--- Task description ---
Extend the progress report on Alzheimer's biomarkers in stool, below, by writing what comes after its last sentence.

--- Document text ---
• • • •
Exfoliome Characterization of Alzheimer’s Disease Patients


Progress Report — Final (Year 2 of 2)

Our LLF-funded project focused on developing and applying innovative methods to identify host- and microbiome-derived biomarkers of Alzheimer’s disease (AD) by characterizing host transcripts found in exfoliated epithelial cells (the exfoliome) and the host and microbial metabolome in stool samples from cognitively normal healthy, cognitively normal preclinical, and symptomatic AD individuals.

Characterizing the Host Exfoliome

We found that a targeted digital droplet PCR (ddPCR) approach provided superior quantification of host transcripts in stool compared to shotgun whole-exfoliome sequencing. We developed a pilot ddPCR panel targeting three AD-associated and three gut microbiome (GM)-associated transcripts, based on published literature and our own preliminary analyses. Applying this panel to age-, sex-, and APOE4-matched stool samples across disease stages, we observed that expression of three AD- and GM-related host genes was significantly altered:

  • One AD-related marker was significantly decreased in preclinical AD, mirroring previously published observations in blood.
  • A second marker — a significant AD risk factor — was overexpressed in preclinical AD stools, consistent with patterns observed in the brain.
  • A marker of gut integrity showed decreased expression in preclinical AD; this marker is also associated with direct alterations in GM composition.

Identifying Metabolic Signatures of AD

We expanded our investigation to untargeted metabolomics of AD-related stool samples. Processing age-, sex-, and APOE4-matched samples, we detected over 7,000 metabolites across Healthy Tau-negative, Healthy Tau-positive, Preclinical Tau-negative, and Preclinical Tau-positive groups. Using Weighted Gene Co-expression Network Analysis (WGCNA) to cluster and correlate metabolites against amyloid and tau status, we identified 29 metabolite clusters (modules). Key findings:

  • Several modules were significantly correlated with amyloid or tau status (p < 0.05); others trended toward significance (p < 0.1).
• • • •
--- Data for review ---
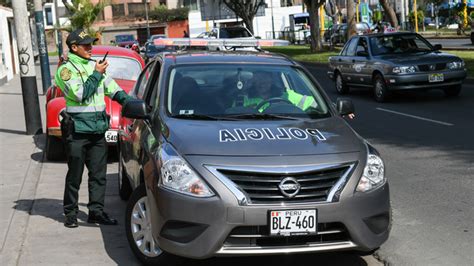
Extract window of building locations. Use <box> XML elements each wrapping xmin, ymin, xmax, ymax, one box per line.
<box><xmin>280</xmin><ymin>0</ymin><xmax>303</xmax><ymax>7</ymax></box>
<box><xmin>128</xmin><ymin>3</ymin><xmax>150</xmax><ymax>17</ymax></box>
<box><xmin>112</xmin><ymin>4</ymin><xmax>125</xmax><ymax>17</ymax></box>
<box><xmin>183</xmin><ymin>0</ymin><xmax>198</xmax><ymax>10</ymax></box>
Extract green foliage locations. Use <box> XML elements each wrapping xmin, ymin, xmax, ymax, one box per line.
<box><xmin>149</xmin><ymin>5</ymin><xmax>189</xmax><ymax>22</ymax></box>
<box><xmin>63</xmin><ymin>0</ymin><xmax>109</xmax><ymax>36</ymax></box>
<box><xmin>408</xmin><ymin>9</ymin><xmax>425</xmax><ymax>27</ymax></box>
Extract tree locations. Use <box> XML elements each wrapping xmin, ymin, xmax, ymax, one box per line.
<box><xmin>58</xmin><ymin>0</ymin><xmax>108</xmax><ymax>36</ymax></box>
<box><xmin>224</xmin><ymin>0</ymin><xmax>265</xmax><ymax>33</ymax></box>
<box><xmin>346</xmin><ymin>0</ymin><xmax>357</xmax><ymax>40</ymax></box>
<box><xmin>379</xmin><ymin>0</ymin><xmax>398</xmax><ymax>28</ymax></box>
<box><xmin>304</xmin><ymin>0</ymin><xmax>326</xmax><ymax>52</ymax></box>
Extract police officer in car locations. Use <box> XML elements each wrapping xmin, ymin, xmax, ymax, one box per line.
<box><xmin>55</xmin><ymin>29</ymin><xmax>129</xmax><ymax>228</ymax></box>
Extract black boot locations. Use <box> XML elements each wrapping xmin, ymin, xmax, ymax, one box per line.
<box><xmin>64</xmin><ymin>215</ymin><xmax>78</xmax><ymax>228</ymax></box>
<box><xmin>87</xmin><ymin>212</ymin><xmax>117</xmax><ymax>225</ymax></box>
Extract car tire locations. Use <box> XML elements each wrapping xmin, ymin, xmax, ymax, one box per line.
<box><xmin>373</xmin><ymin>74</ymin><xmax>391</xmax><ymax>103</ymax></box>
<box><xmin>125</xmin><ymin>184</ymin><xmax>181</xmax><ymax>265</ymax></box>
<box><xmin>334</xmin><ymin>72</ymin><xmax>349</xmax><ymax>94</ymax></box>
<box><xmin>46</xmin><ymin>133</ymin><xmax>65</xmax><ymax>161</ymax></box>
<box><xmin>443</xmin><ymin>85</ymin><xmax>462</xmax><ymax>97</ymax></box>
<box><xmin>117</xmin><ymin>146</ymin><xmax>132</xmax><ymax>200</ymax></box>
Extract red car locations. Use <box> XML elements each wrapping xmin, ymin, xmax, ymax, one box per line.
<box><xmin>46</xmin><ymin>46</ymin><xmax>145</xmax><ymax>160</ymax></box>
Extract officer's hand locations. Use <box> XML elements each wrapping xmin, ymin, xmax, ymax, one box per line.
<box><xmin>95</xmin><ymin>60</ymin><xmax>109</xmax><ymax>74</ymax></box>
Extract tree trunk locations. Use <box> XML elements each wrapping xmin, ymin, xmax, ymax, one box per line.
<box><xmin>380</xmin><ymin>0</ymin><xmax>398</xmax><ymax>28</ymax></box>
<box><xmin>346</xmin><ymin>0</ymin><xmax>357</xmax><ymax>40</ymax></box>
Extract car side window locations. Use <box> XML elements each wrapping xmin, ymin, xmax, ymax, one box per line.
<box><xmin>345</xmin><ymin>38</ymin><xmax>359</xmax><ymax>56</ymax></box>
<box><xmin>356</xmin><ymin>38</ymin><xmax>369</xmax><ymax>55</ymax></box>
<box><xmin>134</xmin><ymin>62</ymin><xmax>155</xmax><ymax>99</ymax></box>
<box><xmin>144</xmin><ymin>60</ymin><xmax>161</xmax><ymax>110</ymax></box>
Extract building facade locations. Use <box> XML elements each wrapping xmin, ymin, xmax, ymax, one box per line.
<box><xmin>0</xmin><ymin>6</ymin><xmax>19</xmax><ymax>86</ymax></box>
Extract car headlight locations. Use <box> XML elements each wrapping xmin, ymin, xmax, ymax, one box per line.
<box><xmin>356</xmin><ymin>148</ymin><xmax>386</xmax><ymax>192</ymax></box>
<box><xmin>447</xmin><ymin>61</ymin><xmax>464</xmax><ymax>69</ymax></box>
<box><xmin>159</xmin><ymin>144</ymin><xmax>214</xmax><ymax>197</ymax></box>
<box><xmin>392</xmin><ymin>66</ymin><xmax>416</xmax><ymax>74</ymax></box>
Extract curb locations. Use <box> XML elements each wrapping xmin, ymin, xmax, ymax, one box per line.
<box><xmin>0</xmin><ymin>146</ymin><xmax>44</xmax><ymax>265</ymax></box>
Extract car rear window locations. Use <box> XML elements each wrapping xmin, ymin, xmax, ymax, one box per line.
<box><xmin>166</xmin><ymin>64</ymin><xmax>330</xmax><ymax>118</ymax></box>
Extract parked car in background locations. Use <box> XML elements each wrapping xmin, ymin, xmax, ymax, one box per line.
<box><xmin>115</xmin><ymin>34</ymin><xmax>136</xmax><ymax>48</ymax></box>
<box><xmin>331</xmin><ymin>22</ymin><xmax>370</xmax><ymax>44</ymax></box>
<box><xmin>328</xmin><ymin>32</ymin><xmax>466</xmax><ymax>102</ymax></box>
<box><xmin>45</xmin><ymin>46</ymin><xmax>145</xmax><ymax>161</ymax></box>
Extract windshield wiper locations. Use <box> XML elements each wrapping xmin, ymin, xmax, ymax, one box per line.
<box><xmin>171</xmin><ymin>114</ymin><xmax>238</xmax><ymax>121</ymax></box>
<box><xmin>226</xmin><ymin>113</ymin><xmax>300</xmax><ymax>120</ymax></box>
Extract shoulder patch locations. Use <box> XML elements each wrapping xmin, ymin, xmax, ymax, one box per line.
<box><xmin>60</xmin><ymin>67</ymin><xmax>71</xmax><ymax>81</ymax></box>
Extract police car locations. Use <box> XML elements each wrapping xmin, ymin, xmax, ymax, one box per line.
<box><xmin>118</xmin><ymin>39</ymin><xmax>391</xmax><ymax>265</ymax></box>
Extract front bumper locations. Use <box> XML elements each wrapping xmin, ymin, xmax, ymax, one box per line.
<box><xmin>385</xmin><ymin>69</ymin><xmax>467</xmax><ymax>90</ymax></box>
<box><xmin>148</xmin><ymin>153</ymin><xmax>391</xmax><ymax>259</ymax></box>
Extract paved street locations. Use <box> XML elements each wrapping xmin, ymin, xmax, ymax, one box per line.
<box><xmin>0</xmin><ymin>60</ymin><xmax>474</xmax><ymax>266</ymax></box>
<box><xmin>428</xmin><ymin>37</ymin><xmax>474</xmax><ymax>49</ymax></box>
<box><xmin>304</xmin><ymin>63</ymin><xmax>474</xmax><ymax>265</ymax></box>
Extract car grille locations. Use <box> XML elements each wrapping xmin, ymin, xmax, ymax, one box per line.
<box><xmin>219</xmin><ymin>165</ymin><xmax>350</xmax><ymax>204</ymax></box>
<box><xmin>418</xmin><ymin>63</ymin><xmax>446</xmax><ymax>71</ymax></box>
<box><xmin>224</xmin><ymin>223</ymin><xmax>350</xmax><ymax>247</ymax></box>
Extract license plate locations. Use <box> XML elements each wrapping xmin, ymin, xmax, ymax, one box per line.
<box><xmin>428</xmin><ymin>74</ymin><xmax>444</xmax><ymax>82</ymax></box>
<box><xmin>270</xmin><ymin>209</ymin><xmax>318</xmax><ymax>235</ymax></box>
<box><xmin>105</xmin><ymin>130</ymin><xmax>118</xmax><ymax>142</ymax></box>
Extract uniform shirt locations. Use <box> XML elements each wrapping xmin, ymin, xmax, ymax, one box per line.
<box><xmin>55</xmin><ymin>53</ymin><xmax>129</xmax><ymax>134</ymax></box>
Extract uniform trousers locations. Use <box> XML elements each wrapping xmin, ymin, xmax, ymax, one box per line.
<box><xmin>63</xmin><ymin>133</ymin><xmax>107</xmax><ymax>216</ymax></box>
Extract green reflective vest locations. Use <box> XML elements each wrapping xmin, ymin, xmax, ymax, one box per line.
<box><xmin>244</xmin><ymin>89</ymin><xmax>316</xmax><ymax>113</ymax></box>
<box><xmin>54</xmin><ymin>53</ymin><xmax>128</xmax><ymax>134</ymax></box>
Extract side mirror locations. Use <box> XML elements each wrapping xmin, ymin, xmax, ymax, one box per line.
<box><xmin>122</xmin><ymin>100</ymin><xmax>150</xmax><ymax>119</ymax></box>
<box><xmin>336</xmin><ymin>98</ymin><xmax>354</xmax><ymax>115</ymax></box>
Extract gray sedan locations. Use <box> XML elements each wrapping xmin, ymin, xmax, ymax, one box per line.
<box><xmin>328</xmin><ymin>32</ymin><xmax>466</xmax><ymax>102</ymax></box>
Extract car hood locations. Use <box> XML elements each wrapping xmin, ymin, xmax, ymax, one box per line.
<box><xmin>165</xmin><ymin>117</ymin><xmax>364</xmax><ymax>156</ymax></box>
<box><xmin>379</xmin><ymin>52</ymin><xmax>458</xmax><ymax>65</ymax></box>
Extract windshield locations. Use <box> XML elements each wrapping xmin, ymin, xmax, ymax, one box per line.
<box><xmin>115</xmin><ymin>35</ymin><xmax>135</xmax><ymax>42</ymax></box>
<box><xmin>220</xmin><ymin>28</ymin><xmax>252</xmax><ymax>38</ymax></box>
<box><xmin>92</xmin><ymin>55</ymin><xmax>142</xmax><ymax>80</ymax></box>
<box><xmin>166</xmin><ymin>64</ymin><xmax>330</xmax><ymax>119</ymax></box>
<box><xmin>370</xmin><ymin>34</ymin><xmax>433</xmax><ymax>55</ymax></box>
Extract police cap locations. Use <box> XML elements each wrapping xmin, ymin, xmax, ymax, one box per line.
<box><xmin>66</xmin><ymin>29</ymin><xmax>98</xmax><ymax>47</ymax></box>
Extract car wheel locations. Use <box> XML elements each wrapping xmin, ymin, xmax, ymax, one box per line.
<box><xmin>125</xmin><ymin>184</ymin><xmax>180</xmax><ymax>265</ymax></box>
<box><xmin>46</xmin><ymin>133</ymin><xmax>65</xmax><ymax>161</ymax></box>
<box><xmin>336</xmin><ymin>72</ymin><xmax>349</xmax><ymax>94</ymax></box>
<box><xmin>117</xmin><ymin>146</ymin><xmax>132</xmax><ymax>200</ymax></box>
<box><xmin>443</xmin><ymin>85</ymin><xmax>462</xmax><ymax>97</ymax></box>
<box><xmin>374</xmin><ymin>75</ymin><xmax>391</xmax><ymax>102</ymax></box>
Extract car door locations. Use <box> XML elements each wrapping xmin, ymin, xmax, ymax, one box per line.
<box><xmin>120</xmin><ymin>60</ymin><xmax>156</xmax><ymax>185</ymax></box>
<box><xmin>339</xmin><ymin>37</ymin><xmax>359</xmax><ymax>83</ymax></box>
<box><xmin>350</xmin><ymin>37</ymin><xmax>371</xmax><ymax>86</ymax></box>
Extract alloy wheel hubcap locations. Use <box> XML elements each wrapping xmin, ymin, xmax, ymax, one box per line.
<box><xmin>130</xmin><ymin>196</ymin><xmax>163</xmax><ymax>257</ymax></box>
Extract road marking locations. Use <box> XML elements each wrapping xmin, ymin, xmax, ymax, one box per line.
<box><xmin>375</xmin><ymin>107</ymin><xmax>454</xmax><ymax>126</ymax></box>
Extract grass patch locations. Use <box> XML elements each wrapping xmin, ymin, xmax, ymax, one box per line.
<box><xmin>264</xmin><ymin>45</ymin><xmax>340</xmax><ymax>64</ymax></box>
<box><xmin>443</xmin><ymin>50</ymin><xmax>474</xmax><ymax>78</ymax></box>
<box><xmin>264</xmin><ymin>45</ymin><xmax>474</xmax><ymax>78</ymax></box>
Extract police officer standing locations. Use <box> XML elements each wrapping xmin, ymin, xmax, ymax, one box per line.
<box><xmin>55</xmin><ymin>29</ymin><xmax>129</xmax><ymax>228</ymax></box>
• • • •
--- Response to the task ---
  • The first amyloid-associated module (p = 0.003) contained metabolites previously reported to be depleted in AD.
  • A second module — linked to metabolites shown to be increased in AD — trended toward significance (p = 0.093).

Future Directions

The exfoliome and host-GM metabolome data generated through LLF funding are now being leveraged to apply for NIH support to study a substantially larger cohort of cross-sectional and longitudinal AD-related stool samples. The promising exfoliomics results enabled independent funding to purchase a QX700E digital droplet PCR system, which automates sample processing and triples the number of probes usable in a single reaction — dramatically increasing throughput and quality.

We are collaborating with the Mass Spectrometry Access Center at the McDonnell Genome Institute (MTAC@MGI) to expand untargeted metabolic targets and develop targeted metabolomics assays. In parallel, we are integrating exfoliomic and metabolomic datasets with matched GM metagenomic and metatranscriptomic data to discover diagnostic stool biomarkers of AD using machine learning approaches.